**EXERCISE GOAL**
Report the number of lines in these entries that contain "sample". Write only the number.

╭─ INFORMATION SUPPLIED

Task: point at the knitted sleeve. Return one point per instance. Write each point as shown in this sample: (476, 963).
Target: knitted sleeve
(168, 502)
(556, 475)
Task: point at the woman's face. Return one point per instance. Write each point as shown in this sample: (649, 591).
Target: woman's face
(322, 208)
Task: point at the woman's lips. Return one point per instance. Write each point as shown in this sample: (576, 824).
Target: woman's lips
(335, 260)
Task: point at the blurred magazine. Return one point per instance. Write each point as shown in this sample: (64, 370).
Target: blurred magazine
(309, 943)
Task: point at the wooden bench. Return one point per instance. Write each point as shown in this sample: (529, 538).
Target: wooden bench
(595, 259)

╰─

**ANSWER TO THIS EXERCISE**
5